[Point localization data]
------------------------------------------------------------------------

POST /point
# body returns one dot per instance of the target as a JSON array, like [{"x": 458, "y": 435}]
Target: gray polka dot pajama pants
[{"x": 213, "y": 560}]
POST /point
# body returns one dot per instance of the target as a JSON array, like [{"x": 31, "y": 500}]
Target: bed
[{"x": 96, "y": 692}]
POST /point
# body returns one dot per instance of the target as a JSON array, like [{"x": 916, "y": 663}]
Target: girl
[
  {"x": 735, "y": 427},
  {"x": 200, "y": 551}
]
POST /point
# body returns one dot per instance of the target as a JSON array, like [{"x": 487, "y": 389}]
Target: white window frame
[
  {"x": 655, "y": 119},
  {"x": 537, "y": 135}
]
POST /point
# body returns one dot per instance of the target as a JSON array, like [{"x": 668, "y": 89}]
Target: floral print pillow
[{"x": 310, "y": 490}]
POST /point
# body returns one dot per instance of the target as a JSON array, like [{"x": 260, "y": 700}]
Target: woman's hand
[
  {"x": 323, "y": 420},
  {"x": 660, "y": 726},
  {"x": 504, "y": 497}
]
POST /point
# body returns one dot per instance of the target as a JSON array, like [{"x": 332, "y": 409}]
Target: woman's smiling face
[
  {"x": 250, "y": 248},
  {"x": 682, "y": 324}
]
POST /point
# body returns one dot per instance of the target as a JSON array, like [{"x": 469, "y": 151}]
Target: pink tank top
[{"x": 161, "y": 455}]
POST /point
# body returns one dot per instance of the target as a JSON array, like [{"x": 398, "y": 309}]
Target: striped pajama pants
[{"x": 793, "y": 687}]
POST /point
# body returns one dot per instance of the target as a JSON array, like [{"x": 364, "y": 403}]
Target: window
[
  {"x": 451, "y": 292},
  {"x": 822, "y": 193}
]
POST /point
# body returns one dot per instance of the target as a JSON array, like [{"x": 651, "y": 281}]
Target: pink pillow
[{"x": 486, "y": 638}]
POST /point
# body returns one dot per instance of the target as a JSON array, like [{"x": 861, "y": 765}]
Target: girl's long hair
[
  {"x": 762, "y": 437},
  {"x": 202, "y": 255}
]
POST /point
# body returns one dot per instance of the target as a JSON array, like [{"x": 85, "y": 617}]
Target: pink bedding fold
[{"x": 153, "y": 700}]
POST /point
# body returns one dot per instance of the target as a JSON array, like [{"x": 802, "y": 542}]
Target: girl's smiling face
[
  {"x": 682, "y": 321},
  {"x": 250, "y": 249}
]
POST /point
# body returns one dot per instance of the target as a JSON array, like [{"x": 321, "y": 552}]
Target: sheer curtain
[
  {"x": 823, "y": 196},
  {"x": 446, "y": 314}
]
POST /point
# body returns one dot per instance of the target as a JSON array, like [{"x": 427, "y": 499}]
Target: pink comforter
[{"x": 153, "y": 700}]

------------------------------------------------------------------------

## EXERCISE GOAL:
Every entry is to be retyped word for word.

## SOLUTION BELOW:
POST /point
# body returns one dot per instance of the target as a JSON array, like [{"x": 458, "y": 435}]
Target: gray polka dot pajama pants
[{"x": 213, "y": 560}]
POST /point
# body returns one dot per instance of the target as a JSON array, like [{"x": 31, "y": 500}]
Target: bed
[{"x": 96, "y": 692}]
POST /point
# body returns one dot per instance of the target as a JSON array, like [{"x": 916, "y": 663}]
Target: girl
[
  {"x": 735, "y": 427},
  {"x": 200, "y": 551}
]
POST /point
# body returns one dot per instance of the target as a JSON array, like [{"x": 487, "y": 389}]
Target: white window frame
[
  {"x": 655, "y": 119},
  {"x": 537, "y": 135}
]
POST /point
# body returns one dot per instance of the target as a JSON array, like [{"x": 668, "y": 89}]
Target: floral print pillow
[{"x": 310, "y": 490}]
POST /point
# body returns one dot per instance of the target as a JSON array, like [{"x": 260, "y": 700}]
Target: woman's hand
[
  {"x": 323, "y": 420},
  {"x": 660, "y": 726},
  {"x": 504, "y": 497}
]
POST /point
# body returns one dot per instance of the target as a JSON array, like [{"x": 332, "y": 409}]
Target: woman's smiling face
[
  {"x": 250, "y": 248},
  {"x": 682, "y": 324}
]
POST /point
# body returns one dot per instance of the target as a JSON array, like [{"x": 469, "y": 151}]
Target: pink tank top
[{"x": 161, "y": 455}]
POST /point
# body returns one dot per instance of the target as a JSON array, like [{"x": 398, "y": 309}]
Target: striped pajama pants
[{"x": 793, "y": 687}]
POST /point
# body returns one dot per instance of the target as a JSON array, like [{"x": 364, "y": 403}]
Target: window
[
  {"x": 451, "y": 292},
  {"x": 822, "y": 193}
]
POST /point
# body returns one dot per instance of the target as a JSON array, like [{"x": 651, "y": 281}]
Target: pink pillow
[{"x": 486, "y": 638}]
POST /point
# body returns one dot per instance of the target as a JSON array, like [{"x": 861, "y": 765}]
Target: girl's long hair
[
  {"x": 762, "y": 437},
  {"x": 202, "y": 255}
]
POST /point
# body returns one dot per instance of the target as a JSON array, like [{"x": 85, "y": 617}]
Target: pink bedding fold
[{"x": 153, "y": 700}]
POST /point
# body returns one dot per instance of the target as a JSON array, like [{"x": 802, "y": 542}]
Target: girl's smiling face
[
  {"x": 682, "y": 321},
  {"x": 250, "y": 249}
]
POST /point
# body returns one dot per instance of the target as a JSON array, like [{"x": 321, "y": 552}]
Target: sheer curtain
[
  {"x": 823, "y": 196},
  {"x": 446, "y": 314}
]
POST /point
# body returns one dot per instance of the target as a JSON array, like [{"x": 427, "y": 499}]
Target: pink comforter
[{"x": 153, "y": 700}]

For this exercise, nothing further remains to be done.